__Seitenauszug__.
□ □ □ □ □

Filmgespräch im Thalia-Potsdam: Kein Märchen zum Wohlfühlen

Denis Dercourt sprach über „Zum Geburtstag“.

Potsdam - Märchen. Ein Wort, das bei den meisten positive Kindheitserinnerungen weckt. Wird es nun noch mit weichem französischem Akzent, wie dem des Regisseurs Denis Dercourt, ausgesprochen, ist jede negative Assoziation verschwunden. Doch man sollte sich nicht täuschen lassen. Dercourts neuer Film „Zum Geburtstag“, den er am Donnerstag im Thalia Filmtheater vorstellte, ist zwar ein Märchen. Aber keines zum Wohlfühlen.

□ □ □ □ □

__Die Daten__.
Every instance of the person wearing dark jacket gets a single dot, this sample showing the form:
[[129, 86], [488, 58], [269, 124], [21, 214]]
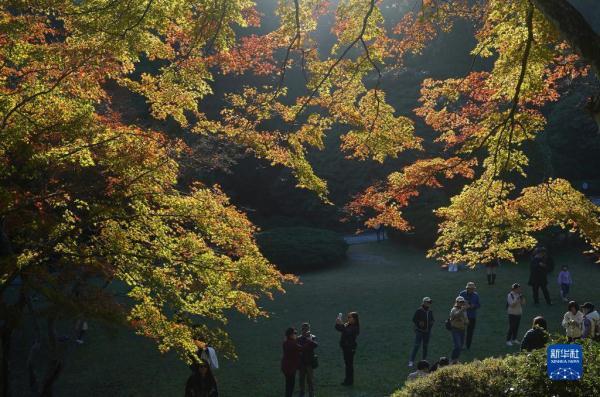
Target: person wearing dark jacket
[[307, 343], [537, 336], [290, 361], [423, 321], [539, 268], [201, 383], [350, 331], [472, 304]]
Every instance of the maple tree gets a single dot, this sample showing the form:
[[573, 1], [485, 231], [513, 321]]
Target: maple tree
[[88, 199]]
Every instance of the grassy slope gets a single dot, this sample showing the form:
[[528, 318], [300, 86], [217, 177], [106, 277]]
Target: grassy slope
[[383, 282]]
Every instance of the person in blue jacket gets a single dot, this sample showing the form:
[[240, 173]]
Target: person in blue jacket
[[473, 302]]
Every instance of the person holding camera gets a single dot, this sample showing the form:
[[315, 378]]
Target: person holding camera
[[472, 305], [308, 360], [514, 307], [349, 331], [458, 323], [423, 321]]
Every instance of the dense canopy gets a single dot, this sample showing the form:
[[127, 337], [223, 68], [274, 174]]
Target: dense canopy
[[90, 195]]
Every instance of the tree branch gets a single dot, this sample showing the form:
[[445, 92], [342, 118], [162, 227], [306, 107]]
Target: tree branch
[[574, 28]]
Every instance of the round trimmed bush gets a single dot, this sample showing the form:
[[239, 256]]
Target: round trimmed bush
[[522, 375], [302, 249]]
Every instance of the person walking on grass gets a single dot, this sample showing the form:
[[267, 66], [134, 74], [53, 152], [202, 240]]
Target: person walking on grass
[[514, 307], [201, 383], [349, 331], [290, 361], [458, 323], [490, 269], [564, 281], [573, 322], [423, 321], [537, 336], [422, 370], [591, 322], [307, 343], [472, 305], [539, 268]]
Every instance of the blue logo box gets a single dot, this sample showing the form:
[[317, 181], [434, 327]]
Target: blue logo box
[[565, 362]]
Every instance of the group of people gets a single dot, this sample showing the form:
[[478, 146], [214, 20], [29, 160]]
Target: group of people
[[299, 354], [299, 351], [461, 323], [578, 322]]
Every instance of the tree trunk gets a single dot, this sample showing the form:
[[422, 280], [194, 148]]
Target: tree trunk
[[576, 30]]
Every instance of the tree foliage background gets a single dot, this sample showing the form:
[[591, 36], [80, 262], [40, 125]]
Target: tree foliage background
[[115, 116]]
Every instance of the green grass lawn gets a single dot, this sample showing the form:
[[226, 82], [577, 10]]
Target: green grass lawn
[[382, 281]]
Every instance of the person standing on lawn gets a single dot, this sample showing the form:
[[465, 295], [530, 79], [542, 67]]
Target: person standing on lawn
[[514, 307], [472, 305], [540, 266], [290, 361], [423, 321], [490, 269], [458, 324], [308, 343], [565, 281], [573, 322], [349, 331], [591, 322]]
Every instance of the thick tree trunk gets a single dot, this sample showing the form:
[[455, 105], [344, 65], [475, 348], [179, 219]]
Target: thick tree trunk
[[579, 34], [574, 28], [5, 375]]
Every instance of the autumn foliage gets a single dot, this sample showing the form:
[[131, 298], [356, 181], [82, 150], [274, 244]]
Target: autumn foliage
[[88, 199]]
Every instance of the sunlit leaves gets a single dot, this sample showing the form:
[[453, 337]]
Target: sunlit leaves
[[378, 134]]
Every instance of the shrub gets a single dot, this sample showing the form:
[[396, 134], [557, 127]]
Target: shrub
[[301, 249], [522, 375]]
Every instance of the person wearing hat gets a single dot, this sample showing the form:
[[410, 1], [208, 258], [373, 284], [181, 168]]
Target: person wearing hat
[[290, 360], [201, 383], [308, 343], [591, 321], [514, 307], [349, 332], [472, 304], [458, 322], [423, 321]]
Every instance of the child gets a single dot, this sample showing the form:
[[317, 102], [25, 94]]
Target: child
[[565, 281]]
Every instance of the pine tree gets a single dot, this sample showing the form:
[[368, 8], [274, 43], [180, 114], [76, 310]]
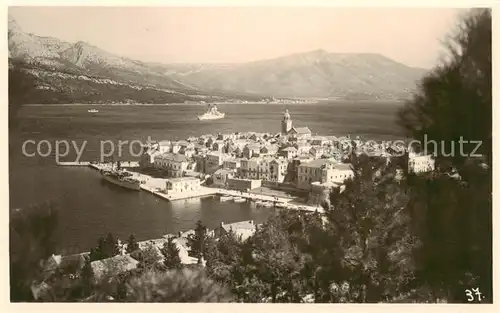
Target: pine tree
[[171, 254], [110, 245]]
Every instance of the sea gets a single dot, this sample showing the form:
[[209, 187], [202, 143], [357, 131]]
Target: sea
[[90, 208]]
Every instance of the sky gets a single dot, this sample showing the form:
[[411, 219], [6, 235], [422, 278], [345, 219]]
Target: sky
[[412, 36]]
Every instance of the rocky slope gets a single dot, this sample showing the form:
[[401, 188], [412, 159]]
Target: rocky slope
[[80, 72], [312, 74]]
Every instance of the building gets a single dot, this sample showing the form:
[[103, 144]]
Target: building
[[278, 170], [268, 150], [174, 164], [302, 147], [214, 161], [286, 123], [322, 170], [218, 146], [188, 152], [182, 184], [242, 230], [337, 173], [320, 192], [319, 141], [221, 176], [175, 148], [164, 146], [243, 184], [251, 150], [250, 168], [147, 159]]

□ □ □ □ □

__Arbeitsanweisung 1__. Führen Sie alle vollständigen Sätze des Seitenauszugs auf, die nach „Potsdam - Märchen.“ folgen.
__Arbeitsanweisung 2__. An welchem Wochentag stellte Denis Dercourt laut Seitenauszug seinen Film im Thalia Filmtheater vor?
__Arbeitsanweisung 3__. Setzen Sie den Seitenauszug über das Filmgespräch mit Denis Dercourt im Anschluss an den Satz „Aber keines zum Wohlfühlen.“ fort.
Die Einträge sind eigenständiges Material und gehören nicht zum Seitenauszug.

__Ausgabe 1__.
- Ein Wort, das bei den meisten positive Kindheitserinnerungen weckt.
- Wird es nun noch mit weichem französischem Akzent, wie dem des Regisseurs Denis Dercourt, ausgesprochen, ist jede negative Assoziation verschwunden.
- Doch man sollte sich nicht täuschen lassen.
- Dercourts neuer Film „Zum Geburtstag“, den er am Donnerstag im Thalia Filmtheater vorstellte, ist zwar ein Märchen.
- Aber keines zum Wohlfühlen.

__Ausgabe 2__. Am Donnerstag.

__Ausgabe 3__.
Anna (Marie Bäumer) und Paul (Mark Waschke) führen ein harmonischen Familienleben. Bis eines Tages der ehemalige Mitschüler Georg (Sylvester Groth) wieder in ihrem Leben auftaucht. Was Anna nicht weiß: Vor etwa 30 Jahren haben die Männer einen Pakt geschlossen, der besagte, dass Paul Anna haben dürfe, Georg sie aber jederzeit zurückverlangen könne. Nun scheint es, als wolle er seinen Teil der Abmachung einlösen und dringt dabei zusammen mit seiner undurchsichtigen Frau Yvonne (Sophie Rois) immer tiefer in das Leben von Pauls Familie ein. Relativ schnell baut der Film eine beklemmende Spannung auf, die bis zum Schluss erhalten bleibt. Wie nachhaltig die Wirkung des Films ist, zeigte die angespannte Stille, die am Donnerstag den Saal des Thalia-Kinos während des gesamten Abspanns füllte. Erst als die Lichter wieder angingen, brachen die zahlreichen Zuschauer in heftigen Applaus aus.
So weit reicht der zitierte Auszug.